* [What is being asked] Search each line below for "blonde", then return the lines where it appears.

/---

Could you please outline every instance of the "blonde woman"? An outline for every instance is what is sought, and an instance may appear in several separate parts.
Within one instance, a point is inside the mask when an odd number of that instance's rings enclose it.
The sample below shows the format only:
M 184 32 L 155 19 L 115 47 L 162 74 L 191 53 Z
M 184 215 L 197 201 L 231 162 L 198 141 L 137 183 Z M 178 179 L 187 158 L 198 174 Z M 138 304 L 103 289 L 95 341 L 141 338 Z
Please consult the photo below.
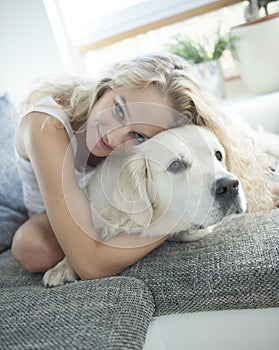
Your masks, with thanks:
M 30 219 L 17 230 L 12 253 L 27 271 L 45 272 L 66 255 L 80 278 L 111 276 L 162 244 L 168 232 L 157 241 L 139 243 L 129 236 L 99 242 L 82 181 L 117 147 L 125 151 L 126 145 L 189 120 L 215 132 L 229 170 L 243 183 L 249 209 L 273 206 L 249 143 L 239 132 L 226 131 L 223 114 L 192 67 L 175 55 L 121 62 L 96 86 L 79 79 L 44 83 L 26 106 L 15 144 Z

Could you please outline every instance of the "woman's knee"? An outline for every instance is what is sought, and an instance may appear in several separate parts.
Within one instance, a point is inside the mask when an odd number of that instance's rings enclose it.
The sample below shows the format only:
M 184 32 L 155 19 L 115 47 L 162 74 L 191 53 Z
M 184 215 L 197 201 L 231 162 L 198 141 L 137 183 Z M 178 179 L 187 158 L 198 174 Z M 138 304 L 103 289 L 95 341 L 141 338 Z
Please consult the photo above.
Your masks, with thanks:
M 28 272 L 45 272 L 63 258 L 63 253 L 42 227 L 23 225 L 15 233 L 12 254 Z

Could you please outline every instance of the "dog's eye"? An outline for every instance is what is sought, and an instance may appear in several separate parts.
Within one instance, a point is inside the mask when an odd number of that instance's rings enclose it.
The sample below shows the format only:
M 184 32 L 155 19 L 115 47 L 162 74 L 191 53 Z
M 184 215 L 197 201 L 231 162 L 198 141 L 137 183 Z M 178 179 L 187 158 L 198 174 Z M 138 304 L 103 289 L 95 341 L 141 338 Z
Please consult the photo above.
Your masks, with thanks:
M 186 169 L 186 164 L 179 159 L 172 161 L 168 166 L 168 171 L 172 173 L 177 173 L 184 169 Z
M 215 157 L 217 158 L 217 160 L 219 160 L 220 162 L 222 161 L 223 159 L 223 155 L 220 151 L 216 151 L 215 152 Z

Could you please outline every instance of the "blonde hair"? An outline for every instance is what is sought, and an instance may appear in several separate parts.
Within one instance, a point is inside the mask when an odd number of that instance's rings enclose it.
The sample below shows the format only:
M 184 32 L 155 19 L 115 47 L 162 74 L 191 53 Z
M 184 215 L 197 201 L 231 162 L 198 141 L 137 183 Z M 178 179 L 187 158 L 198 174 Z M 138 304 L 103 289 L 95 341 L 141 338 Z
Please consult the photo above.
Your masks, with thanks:
M 152 54 L 117 63 L 96 85 L 76 77 L 45 82 L 26 100 L 36 104 L 42 97 L 52 98 L 63 108 L 71 122 L 85 122 L 94 104 L 108 90 L 120 87 L 144 89 L 154 86 L 166 96 L 175 111 L 172 127 L 187 124 L 211 129 L 223 145 L 228 170 L 241 181 L 249 211 L 274 207 L 272 188 L 259 164 L 251 140 L 241 137 L 233 121 L 217 108 L 217 104 L 201 86 L 191 64 L 170 53 Z

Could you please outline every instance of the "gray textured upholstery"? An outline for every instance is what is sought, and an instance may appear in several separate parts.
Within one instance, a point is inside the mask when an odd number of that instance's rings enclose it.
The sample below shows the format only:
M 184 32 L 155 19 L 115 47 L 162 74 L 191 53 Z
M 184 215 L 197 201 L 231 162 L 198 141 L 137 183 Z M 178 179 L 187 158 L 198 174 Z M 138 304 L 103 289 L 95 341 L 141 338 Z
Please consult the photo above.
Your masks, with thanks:
M 10 247 L 14 231 L 27 218 L 14 159 L 16 122 L 12 114 L 13 108 L 8 97 L 0 97 L 0 252 Z
M 154 305 L 143 282 L 114 277 L 4 288 L 0 310 L 1 350 L 141 349 Z
M 4 149 L 0 252 L 26 219 Z M 53 289 L 41 279 L 0 253 L 1 350 L 142 349 L 154 315 L 279 306 L 279 209 L 238 216 L 201 241 L 165 242 L 118 277 Z
M 142 349 L 152 316 L 279 306 L 279 210 L 244 215 L 205 239 L 166 242 L 119 277 L 45 289 L 0 255 L 6 349 Z
M 155 315 L 279 306 L 279 209 L 224 222 L 192 243 L 166 243 L 125 271 L 146 282 Z
M 0 255 L 0 276 L 5 289 L 42 279 L 9 250 Z M 120 276 L 149 287 L 156 315 L 279 306 L 279 209 L 237 217 L 200 241 L 166 242 Z

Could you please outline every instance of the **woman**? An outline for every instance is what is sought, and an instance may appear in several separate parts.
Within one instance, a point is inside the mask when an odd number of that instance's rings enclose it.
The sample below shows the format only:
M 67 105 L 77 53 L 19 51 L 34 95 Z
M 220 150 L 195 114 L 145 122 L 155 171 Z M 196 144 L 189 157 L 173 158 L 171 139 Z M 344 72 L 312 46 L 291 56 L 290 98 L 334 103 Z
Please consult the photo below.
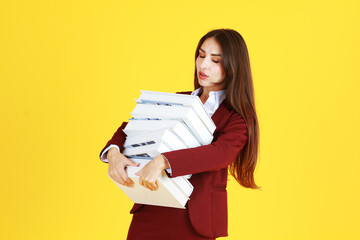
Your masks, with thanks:
M 194 191 L 186 209 L 134 204 L 128 239 L 215 239 L 227 236 L 228 171 L 240 185 L 258 189 L 254 181 L 259 126 L 246 44 L 232 29 L 203 36 L 195 52 L 195 91 L 216 125 L 211 144 L 156 156 L 137 174 L 144 187 L 156 191 L 164 169 L 171 177 L 192 174 Z M 106 144 L 101 159 L 108 174 L 126 186 L 133 182 L 125 167 L 136 166 L 123 150 L 124 122 Z M 107 157 L 107 159 L 106 159 Z

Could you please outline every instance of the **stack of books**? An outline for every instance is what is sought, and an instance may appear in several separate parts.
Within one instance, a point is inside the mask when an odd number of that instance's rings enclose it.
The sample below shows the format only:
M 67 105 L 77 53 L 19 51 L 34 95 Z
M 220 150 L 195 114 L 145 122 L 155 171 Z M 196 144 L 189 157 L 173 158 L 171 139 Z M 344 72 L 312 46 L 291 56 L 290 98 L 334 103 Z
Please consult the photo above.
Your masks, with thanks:
M 194 189 L 190 175 L 169 178 L 163 171 L 158 190 L 150 191 L 135 173 L 161 153 L 210 144 L 216 126 L 198 96 L 141 90 L 136 102 L 123 130 L 127 137 L 122 151 L 140 164 L 126 168 L 134 187 L 113 181 L 135 203 L 185 208 Z

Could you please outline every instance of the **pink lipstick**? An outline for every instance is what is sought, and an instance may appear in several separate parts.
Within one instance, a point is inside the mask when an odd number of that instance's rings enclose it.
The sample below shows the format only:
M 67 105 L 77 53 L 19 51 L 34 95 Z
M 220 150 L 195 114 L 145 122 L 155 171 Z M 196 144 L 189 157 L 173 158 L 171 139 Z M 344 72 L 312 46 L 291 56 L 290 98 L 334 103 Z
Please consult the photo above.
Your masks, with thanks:
M 208 78 L 208 77 L 209 77 L 209 76 L 206 75 L 205 73 L 203 73 L 202 71 L 199 72 L 199 78 L 200 78 L 200 79 L 206 79 L 206 78 Z

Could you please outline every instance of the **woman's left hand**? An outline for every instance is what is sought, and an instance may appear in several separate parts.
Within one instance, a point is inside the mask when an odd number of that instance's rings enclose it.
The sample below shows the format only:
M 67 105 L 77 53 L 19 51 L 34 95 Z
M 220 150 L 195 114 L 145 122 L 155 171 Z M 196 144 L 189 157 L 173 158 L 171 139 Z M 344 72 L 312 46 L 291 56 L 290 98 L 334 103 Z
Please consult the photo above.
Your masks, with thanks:
M 155 191 L 159 188 L 157 179 L 161 172 L 169 168 L 169 163 L 163 155 L 157 155 L 150 162 L 148 162 L 140 171 L 135 173 L 139 176 L 140 185 Z

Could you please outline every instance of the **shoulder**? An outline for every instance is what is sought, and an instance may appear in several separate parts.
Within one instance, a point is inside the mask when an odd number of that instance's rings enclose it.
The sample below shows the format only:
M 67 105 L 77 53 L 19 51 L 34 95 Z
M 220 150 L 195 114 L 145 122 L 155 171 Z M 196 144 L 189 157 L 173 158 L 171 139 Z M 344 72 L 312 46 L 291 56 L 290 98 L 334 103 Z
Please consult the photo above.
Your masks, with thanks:
M 227 99 L 224 99 L 224 101 L 221 104 L 224 105 L 224 108 L 230 114 L 231 117 L 240 118 L 243 121 L 245 121 L 244 116 L 240 112 L 236 111 L 236 109 L 227 101 Z M 252 119 L 251 114 L 248 114 L 247 116 L 248 119 L 249 118 Z
M 247 128 L 247 121 L 245 120 L 245 118 L 239 112 L 237 112 L 230 103 L 224 100 L 222 105 L 224 109 L 223 112 L 226 113 L 223 113 L 222 115 L 227 116 L 225 126 L 235 125 L 237 127 Z

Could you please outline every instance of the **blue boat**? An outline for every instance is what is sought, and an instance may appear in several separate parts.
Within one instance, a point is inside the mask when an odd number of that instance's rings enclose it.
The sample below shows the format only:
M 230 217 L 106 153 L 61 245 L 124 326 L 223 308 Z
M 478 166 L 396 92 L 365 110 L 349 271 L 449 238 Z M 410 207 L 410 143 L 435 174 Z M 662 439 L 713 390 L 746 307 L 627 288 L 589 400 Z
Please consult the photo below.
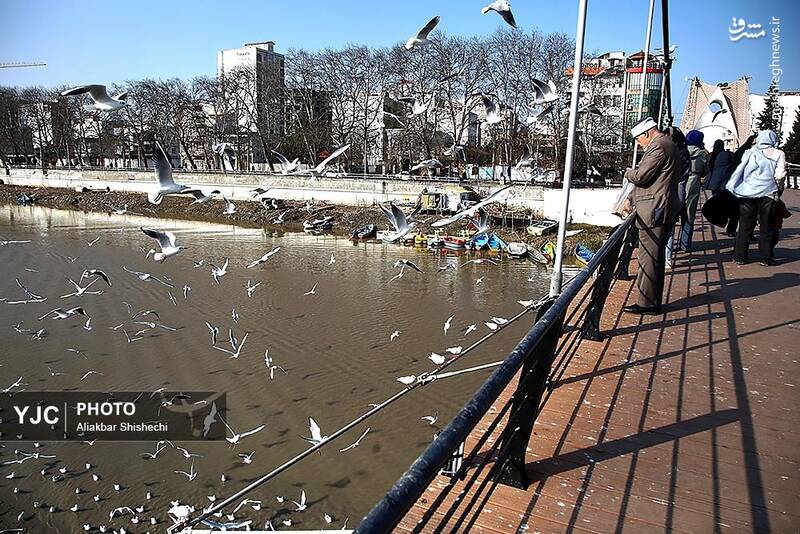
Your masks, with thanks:
M 594 252 L 588 248 L 584 247 L 580 243 L 575 245 L 575 259 L 578 260 L 580 265 L 586 267 L 592 260 L 592 256 L 594 256 Z
M 470 240 L 470 247 L 475 250 L 489 249 L 493 252 L 499 252 L 505 249 L 506 242 L 496 234 L 481 234 Z

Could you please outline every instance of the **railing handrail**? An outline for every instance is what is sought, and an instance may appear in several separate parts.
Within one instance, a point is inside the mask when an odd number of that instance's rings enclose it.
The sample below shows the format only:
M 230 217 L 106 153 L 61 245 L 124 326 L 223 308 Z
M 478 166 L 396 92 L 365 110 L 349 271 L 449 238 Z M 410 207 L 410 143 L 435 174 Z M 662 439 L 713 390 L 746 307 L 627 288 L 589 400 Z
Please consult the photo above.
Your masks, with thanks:
M 550 328 L 558 322 L 572 300 L 583 288 L 586 281 L 603 263 L 618 241 L 624 239 L 628 227 L 633 223 L 633 216 L 623 221 L 600 250 L 592 257 L 589 264 L 573 278 L 561 294 L 553 301 L 550 308 L 533 325 L 525 337 L 506 357 L 505 361 L 483 383 L 473 397 L 464 405 L 456 416 L 439 433 L 408 470 L 395 482 L 386 495 L 375 505 L 367 517 L 355 529 L 360 533 L 390 532 L 405 516 L 408 510 L 423 494 L 436 477 L 441 467 L 450 459 L 472 429 L 491 408 L 503 390 L 522 367 L 526 358 L 544 339 Z

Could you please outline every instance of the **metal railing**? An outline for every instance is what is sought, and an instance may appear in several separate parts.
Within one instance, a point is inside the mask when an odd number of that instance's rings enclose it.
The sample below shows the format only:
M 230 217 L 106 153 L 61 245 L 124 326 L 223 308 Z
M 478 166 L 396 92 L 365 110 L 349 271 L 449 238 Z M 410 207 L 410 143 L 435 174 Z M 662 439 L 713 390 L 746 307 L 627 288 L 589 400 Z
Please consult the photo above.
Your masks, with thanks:
M 391 532 L 422 496 L 440 469 L 454 457 L 454 452 L 463 450 L 467 437 L 520 369 L 519 381 L 510 402 L 499 411 L 463 465 L 470 465 L 482 444 L 508 414 L 508 422 L 500 438 L 492 445 L 497 452 L 485 454 L 484 451 L 482 454 L 484 463 L 492 456 L 495 459 L 487 478 L 527 488 L 530 480 L 525 469 L 525 457 L 534 421 L 549 399 L 553 384 L 577 353 L 580 343 L 584 339 L 602 338 L 600 317 L 606 297 L 614 280 L 621 278 L 622 274 L 627 276 L 635 234 L 632 222 L 633 217 L 629 217 L 617 226 L 587 267 L 568 283 L 560 295 L 539 309 L 537 321 L 531 330 L 506 359 L 499 362 L 497 369 L 472 399 L 375 505 L 356 532 Z M 570 308 L 572 311 L 567 316 Z M 456 470 L 457 476 L 465 473 L 464 466 Z

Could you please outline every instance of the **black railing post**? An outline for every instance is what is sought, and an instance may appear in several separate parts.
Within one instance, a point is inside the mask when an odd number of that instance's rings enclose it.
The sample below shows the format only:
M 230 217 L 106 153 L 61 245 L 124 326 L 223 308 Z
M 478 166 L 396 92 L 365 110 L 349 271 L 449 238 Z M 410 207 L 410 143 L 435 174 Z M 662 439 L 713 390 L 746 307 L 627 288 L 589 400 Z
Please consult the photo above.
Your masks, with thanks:
M 628 268 L 631 263 L 631 258 L 633 258 L 633 249 L 636 248 L 639 241 L 639 230 L 636 228 L 635 223 L 632 223 L 628 227 L 623 241 L 624 243 L 622 245 L 622 251 L 619 254 L 616 276 L 620 280 L 631 280 L 633 277 L 628 274 Z
M 627 237 L 627 235 L 625 236 Z M 603 315 L 603 307 L 606 305 L 608 291 L 611 281 L 617 273 L 617 264 L 621 259 L 622 240 L 615 243 L 603 258 L 603 262 L 597 269 L 597 281 L 592 288 L 592 296 L 589 299 L 589 309 L 586 310 L 586 319 L 583 323 L 583 337 L 592 341 L 600 341 L 603 334 L 600 333 L 600 317 Z M 631 249 L 633 250 L 633 249 Z M 630 260 L 629 260 L 630 261 Z M 627 269 L 627 263 L 626 269 Z
M 550 309 L 553 302 L 554 300 L 550 300 L 539 308 L 537 321 Z M 508 424 L 498 443 L 498 450 L 506 450 L 503 457 L 497 460 L 501 464 L 497 471 L 497 480 L 501 484 L 522 489 L 527 489 L 530 484 L 525 468 L 526 451 L 533 432 L 533 423 L 539 415 L 539 405 L 555 359 L 556 344 L 563 322 L 564 314 L 561 314 L 522 364 L 519 383 L 511 397 Z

\---

* [Problem solution]
Could you please outline every instance of the "blonde woman"? An outline for every instance is what is sought, and an instance may appear in several separate parts.
Could you please outline every instance of the "blonde hair"? An outline for every instance is what is sought, and an instance may appear in several separate parts.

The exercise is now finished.